Goal.
Pick out every line in the records below that contains the word "white", and copy each of those lines. Letter case counts.

Data provided.
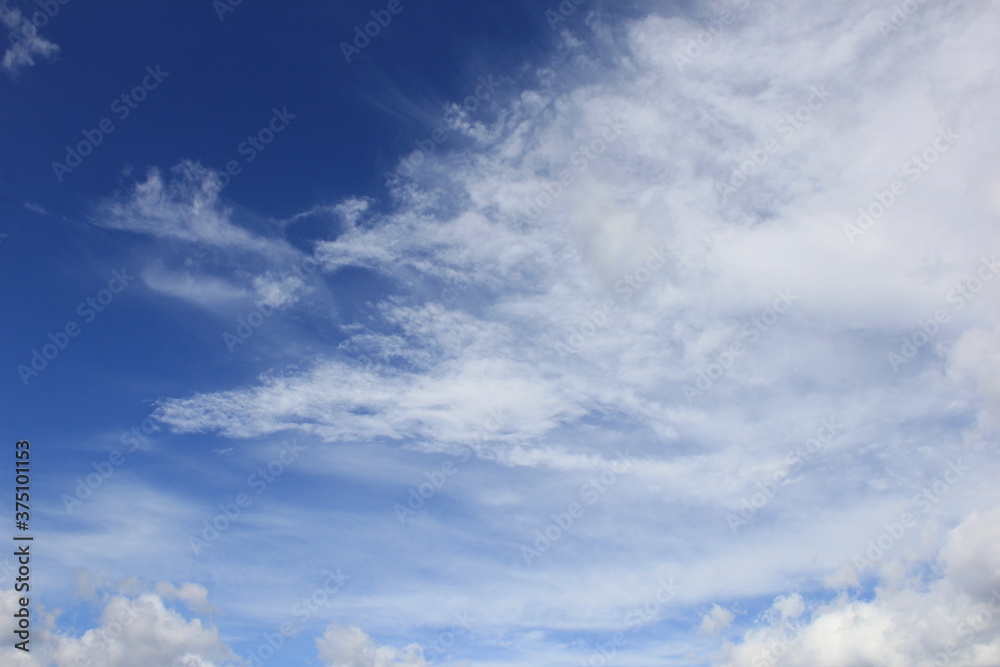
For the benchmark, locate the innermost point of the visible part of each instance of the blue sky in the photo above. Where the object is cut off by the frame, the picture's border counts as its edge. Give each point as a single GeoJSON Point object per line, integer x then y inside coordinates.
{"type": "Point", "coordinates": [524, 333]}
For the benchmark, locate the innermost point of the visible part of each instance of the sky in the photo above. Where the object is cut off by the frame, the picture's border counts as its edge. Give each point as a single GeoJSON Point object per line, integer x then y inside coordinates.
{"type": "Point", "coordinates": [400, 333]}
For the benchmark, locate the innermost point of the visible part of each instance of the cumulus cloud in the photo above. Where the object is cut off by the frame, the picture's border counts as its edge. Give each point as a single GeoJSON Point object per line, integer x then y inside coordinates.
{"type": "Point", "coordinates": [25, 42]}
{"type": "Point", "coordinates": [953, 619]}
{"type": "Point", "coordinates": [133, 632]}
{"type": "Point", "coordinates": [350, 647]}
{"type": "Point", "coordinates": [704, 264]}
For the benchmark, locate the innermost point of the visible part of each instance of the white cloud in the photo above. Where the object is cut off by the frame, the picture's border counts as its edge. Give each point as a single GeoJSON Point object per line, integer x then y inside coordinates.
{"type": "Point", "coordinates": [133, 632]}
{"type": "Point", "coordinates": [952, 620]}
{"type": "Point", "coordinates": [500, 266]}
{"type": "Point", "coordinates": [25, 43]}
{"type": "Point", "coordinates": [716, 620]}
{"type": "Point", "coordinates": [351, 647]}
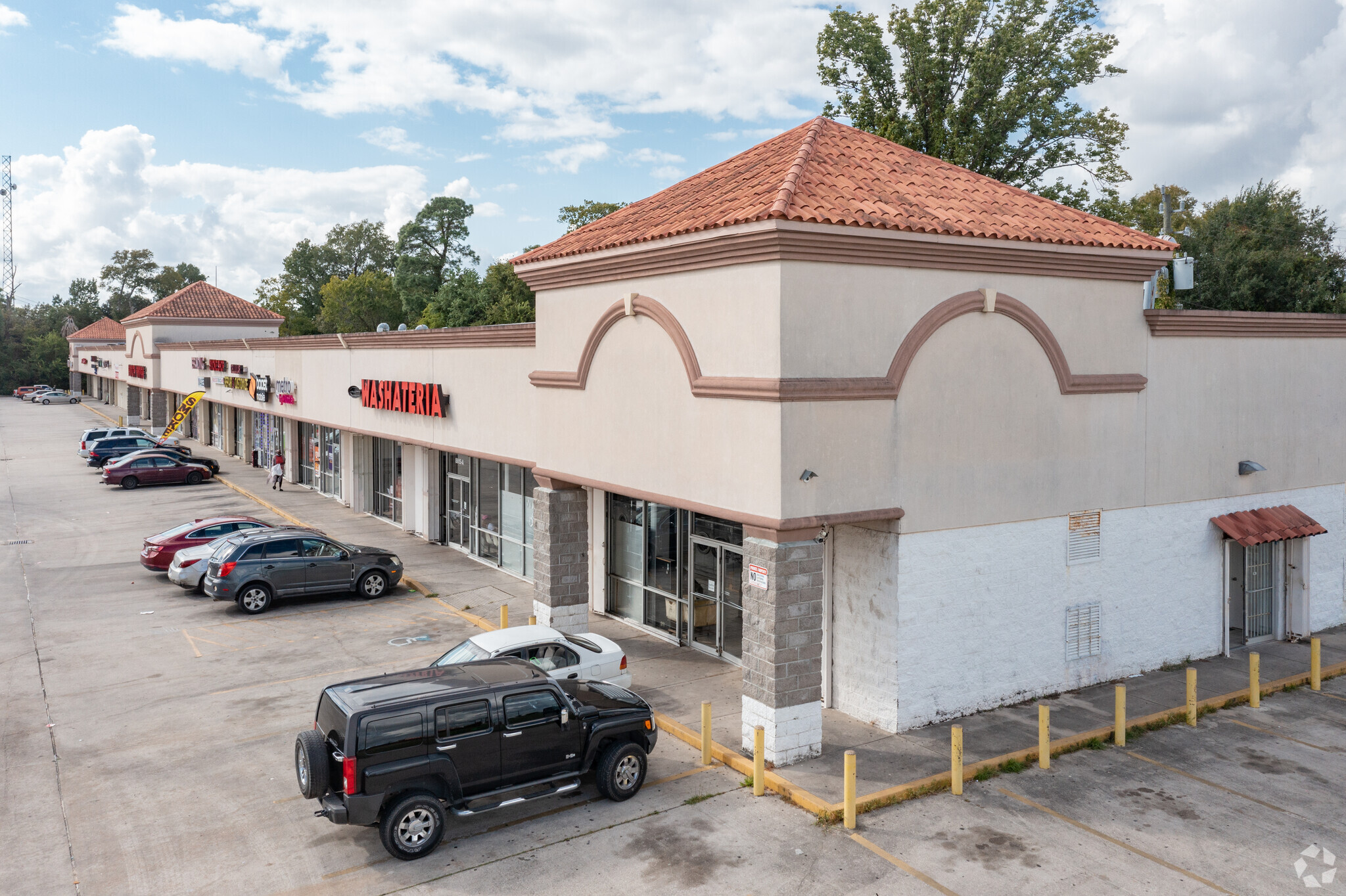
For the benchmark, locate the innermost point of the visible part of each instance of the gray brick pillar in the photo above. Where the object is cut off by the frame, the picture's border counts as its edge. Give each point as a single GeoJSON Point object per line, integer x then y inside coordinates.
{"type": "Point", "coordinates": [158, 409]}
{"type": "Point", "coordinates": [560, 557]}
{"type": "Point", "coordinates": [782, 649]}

...

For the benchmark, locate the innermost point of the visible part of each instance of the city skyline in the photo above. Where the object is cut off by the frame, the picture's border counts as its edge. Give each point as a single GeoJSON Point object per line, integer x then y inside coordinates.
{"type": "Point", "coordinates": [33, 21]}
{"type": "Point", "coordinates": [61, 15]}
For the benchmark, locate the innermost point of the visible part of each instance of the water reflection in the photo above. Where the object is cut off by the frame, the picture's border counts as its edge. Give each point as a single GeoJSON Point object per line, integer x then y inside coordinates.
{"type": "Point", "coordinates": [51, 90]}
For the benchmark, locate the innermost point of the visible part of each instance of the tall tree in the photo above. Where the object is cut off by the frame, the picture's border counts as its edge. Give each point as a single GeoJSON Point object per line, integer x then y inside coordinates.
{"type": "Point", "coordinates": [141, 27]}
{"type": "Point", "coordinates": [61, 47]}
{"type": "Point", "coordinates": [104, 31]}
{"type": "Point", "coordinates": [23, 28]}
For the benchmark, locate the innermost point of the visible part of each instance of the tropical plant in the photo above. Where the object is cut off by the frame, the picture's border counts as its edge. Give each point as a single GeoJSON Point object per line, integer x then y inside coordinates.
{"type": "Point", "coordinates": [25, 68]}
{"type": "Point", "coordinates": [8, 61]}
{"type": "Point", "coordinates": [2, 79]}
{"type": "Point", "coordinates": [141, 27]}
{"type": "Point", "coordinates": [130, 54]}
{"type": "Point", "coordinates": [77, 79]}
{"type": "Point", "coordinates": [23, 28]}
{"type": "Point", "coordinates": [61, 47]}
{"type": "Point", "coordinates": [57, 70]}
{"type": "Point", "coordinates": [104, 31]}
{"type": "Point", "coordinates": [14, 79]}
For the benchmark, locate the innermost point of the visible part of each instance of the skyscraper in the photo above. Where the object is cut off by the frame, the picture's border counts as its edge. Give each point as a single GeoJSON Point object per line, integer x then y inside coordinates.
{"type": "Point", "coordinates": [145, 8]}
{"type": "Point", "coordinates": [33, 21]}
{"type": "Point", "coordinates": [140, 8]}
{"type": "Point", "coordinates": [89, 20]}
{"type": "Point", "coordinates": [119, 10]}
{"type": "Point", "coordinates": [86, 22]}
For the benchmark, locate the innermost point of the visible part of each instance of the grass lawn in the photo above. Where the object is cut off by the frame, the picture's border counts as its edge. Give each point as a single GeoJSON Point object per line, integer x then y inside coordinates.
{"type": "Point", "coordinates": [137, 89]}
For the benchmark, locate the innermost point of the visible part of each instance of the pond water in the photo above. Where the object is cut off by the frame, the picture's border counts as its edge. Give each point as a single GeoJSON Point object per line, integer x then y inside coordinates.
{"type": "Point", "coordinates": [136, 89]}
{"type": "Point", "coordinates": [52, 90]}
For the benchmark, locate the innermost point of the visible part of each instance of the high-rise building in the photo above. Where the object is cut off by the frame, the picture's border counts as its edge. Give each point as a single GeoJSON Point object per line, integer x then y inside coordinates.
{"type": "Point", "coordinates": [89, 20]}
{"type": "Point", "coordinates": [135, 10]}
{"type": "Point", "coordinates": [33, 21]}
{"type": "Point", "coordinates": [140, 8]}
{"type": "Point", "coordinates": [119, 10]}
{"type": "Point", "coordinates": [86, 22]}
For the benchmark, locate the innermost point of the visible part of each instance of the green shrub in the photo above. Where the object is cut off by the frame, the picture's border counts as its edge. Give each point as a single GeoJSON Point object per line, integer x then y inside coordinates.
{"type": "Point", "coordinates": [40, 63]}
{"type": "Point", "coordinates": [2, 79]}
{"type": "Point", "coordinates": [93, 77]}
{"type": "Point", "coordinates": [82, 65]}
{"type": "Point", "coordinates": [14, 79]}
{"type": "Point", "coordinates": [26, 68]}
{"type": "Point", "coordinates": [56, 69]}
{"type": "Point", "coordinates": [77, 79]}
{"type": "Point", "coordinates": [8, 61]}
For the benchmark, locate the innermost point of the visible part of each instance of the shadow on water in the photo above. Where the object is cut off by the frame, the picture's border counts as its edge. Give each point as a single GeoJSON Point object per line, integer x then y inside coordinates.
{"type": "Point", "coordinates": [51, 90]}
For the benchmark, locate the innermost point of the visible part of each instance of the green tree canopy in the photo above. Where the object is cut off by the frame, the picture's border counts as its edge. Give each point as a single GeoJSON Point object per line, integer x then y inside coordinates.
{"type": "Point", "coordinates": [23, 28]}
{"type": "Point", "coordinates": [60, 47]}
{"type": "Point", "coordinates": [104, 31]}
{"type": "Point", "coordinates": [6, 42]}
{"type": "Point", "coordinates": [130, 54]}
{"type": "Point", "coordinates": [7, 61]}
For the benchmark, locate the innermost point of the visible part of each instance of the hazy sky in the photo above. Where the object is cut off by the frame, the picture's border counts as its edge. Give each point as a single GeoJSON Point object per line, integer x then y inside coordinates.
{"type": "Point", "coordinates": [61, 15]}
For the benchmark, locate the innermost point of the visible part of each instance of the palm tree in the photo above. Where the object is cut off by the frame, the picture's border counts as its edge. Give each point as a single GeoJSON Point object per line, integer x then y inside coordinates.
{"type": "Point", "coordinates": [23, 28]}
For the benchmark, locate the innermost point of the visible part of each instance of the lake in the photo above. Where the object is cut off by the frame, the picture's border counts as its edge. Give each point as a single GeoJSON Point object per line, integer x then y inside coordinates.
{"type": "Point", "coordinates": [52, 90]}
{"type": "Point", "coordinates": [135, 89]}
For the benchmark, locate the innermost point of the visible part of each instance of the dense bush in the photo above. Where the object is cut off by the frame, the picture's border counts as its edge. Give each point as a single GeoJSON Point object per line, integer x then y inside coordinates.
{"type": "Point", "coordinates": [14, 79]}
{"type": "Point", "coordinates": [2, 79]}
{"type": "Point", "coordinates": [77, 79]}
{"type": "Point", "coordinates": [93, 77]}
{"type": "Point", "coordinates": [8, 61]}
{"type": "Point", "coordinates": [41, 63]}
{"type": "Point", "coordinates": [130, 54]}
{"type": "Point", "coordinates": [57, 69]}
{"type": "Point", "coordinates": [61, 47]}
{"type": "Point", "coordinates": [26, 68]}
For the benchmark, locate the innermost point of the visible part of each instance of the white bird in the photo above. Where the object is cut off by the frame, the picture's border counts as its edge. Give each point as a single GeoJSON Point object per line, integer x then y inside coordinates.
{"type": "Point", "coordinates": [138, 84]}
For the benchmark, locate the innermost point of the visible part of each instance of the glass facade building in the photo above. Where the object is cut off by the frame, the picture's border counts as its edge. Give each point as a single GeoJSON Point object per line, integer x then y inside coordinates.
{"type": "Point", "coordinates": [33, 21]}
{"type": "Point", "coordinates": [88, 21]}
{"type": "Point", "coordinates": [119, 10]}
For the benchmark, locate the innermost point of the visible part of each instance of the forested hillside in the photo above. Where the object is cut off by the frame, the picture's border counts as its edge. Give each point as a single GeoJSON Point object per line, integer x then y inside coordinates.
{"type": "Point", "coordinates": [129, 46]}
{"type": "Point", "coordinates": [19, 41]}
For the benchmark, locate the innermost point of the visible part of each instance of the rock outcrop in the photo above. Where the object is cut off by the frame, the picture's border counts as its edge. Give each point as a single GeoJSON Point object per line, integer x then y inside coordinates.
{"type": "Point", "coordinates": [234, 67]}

--

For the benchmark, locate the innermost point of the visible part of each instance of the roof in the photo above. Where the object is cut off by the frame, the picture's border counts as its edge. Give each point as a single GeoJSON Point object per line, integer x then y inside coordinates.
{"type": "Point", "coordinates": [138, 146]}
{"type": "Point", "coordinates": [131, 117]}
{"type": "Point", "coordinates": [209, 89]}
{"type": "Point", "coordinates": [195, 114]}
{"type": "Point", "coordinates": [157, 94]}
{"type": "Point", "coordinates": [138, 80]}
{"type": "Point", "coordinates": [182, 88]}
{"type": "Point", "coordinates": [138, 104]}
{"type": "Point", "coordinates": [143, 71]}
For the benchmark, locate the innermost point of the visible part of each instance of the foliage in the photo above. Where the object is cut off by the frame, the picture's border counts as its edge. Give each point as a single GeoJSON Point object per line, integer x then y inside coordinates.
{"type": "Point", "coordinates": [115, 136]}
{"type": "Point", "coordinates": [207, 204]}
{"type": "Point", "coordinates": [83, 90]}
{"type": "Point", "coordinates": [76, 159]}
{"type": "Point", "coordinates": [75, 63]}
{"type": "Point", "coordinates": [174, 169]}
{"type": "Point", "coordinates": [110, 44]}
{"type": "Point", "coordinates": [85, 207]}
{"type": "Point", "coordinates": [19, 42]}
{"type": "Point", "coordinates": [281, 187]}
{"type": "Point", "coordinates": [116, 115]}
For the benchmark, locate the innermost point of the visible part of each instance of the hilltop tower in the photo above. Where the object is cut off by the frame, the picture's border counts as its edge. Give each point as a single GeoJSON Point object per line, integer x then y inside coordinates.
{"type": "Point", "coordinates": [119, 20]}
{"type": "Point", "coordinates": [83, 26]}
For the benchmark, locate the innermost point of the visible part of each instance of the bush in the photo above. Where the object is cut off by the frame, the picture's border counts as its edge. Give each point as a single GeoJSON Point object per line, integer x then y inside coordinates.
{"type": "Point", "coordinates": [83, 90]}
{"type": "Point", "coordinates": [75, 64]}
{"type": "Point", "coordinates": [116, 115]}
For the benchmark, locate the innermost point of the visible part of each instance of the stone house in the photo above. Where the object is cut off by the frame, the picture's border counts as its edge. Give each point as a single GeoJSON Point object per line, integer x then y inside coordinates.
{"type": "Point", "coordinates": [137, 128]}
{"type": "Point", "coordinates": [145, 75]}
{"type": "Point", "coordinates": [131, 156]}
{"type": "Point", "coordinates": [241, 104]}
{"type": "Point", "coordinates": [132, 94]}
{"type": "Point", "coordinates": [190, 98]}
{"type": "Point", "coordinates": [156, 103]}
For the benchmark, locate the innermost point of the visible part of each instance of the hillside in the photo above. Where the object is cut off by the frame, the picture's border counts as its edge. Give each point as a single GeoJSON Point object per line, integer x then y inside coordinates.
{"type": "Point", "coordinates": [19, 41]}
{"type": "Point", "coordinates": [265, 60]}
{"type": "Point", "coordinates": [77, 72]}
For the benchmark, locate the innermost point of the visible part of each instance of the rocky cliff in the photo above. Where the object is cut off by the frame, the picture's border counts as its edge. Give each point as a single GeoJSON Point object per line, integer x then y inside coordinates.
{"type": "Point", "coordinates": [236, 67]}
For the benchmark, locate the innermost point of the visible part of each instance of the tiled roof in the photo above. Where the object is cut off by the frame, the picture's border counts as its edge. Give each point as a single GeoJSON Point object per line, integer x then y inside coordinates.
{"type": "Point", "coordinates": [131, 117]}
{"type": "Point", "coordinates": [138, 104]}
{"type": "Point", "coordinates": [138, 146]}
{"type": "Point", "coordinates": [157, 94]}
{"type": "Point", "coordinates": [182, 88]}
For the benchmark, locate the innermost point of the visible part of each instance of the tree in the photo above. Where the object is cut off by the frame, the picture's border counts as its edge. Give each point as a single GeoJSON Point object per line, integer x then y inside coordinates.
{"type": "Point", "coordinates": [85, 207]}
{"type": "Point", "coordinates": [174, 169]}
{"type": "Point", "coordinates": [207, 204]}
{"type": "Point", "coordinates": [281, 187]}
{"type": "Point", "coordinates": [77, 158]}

Final result.
For the benchmark, locate the innermost point of the visible part of each instance of the white cloud in the photo above. Where the object is cut off by the frame, the picture's border counts as its edge. Give each point as a single GeoJSON Point object per line, integer x then y inside coordinates.
For the benchmark, locate the innermost point of the visible part of each instance of the white bird in the photo above. Where the object is cut off by the frame, the picture's border counts as its edge. Give each point as a single GeoJSON Point object per line, integer x then y inside coordinates.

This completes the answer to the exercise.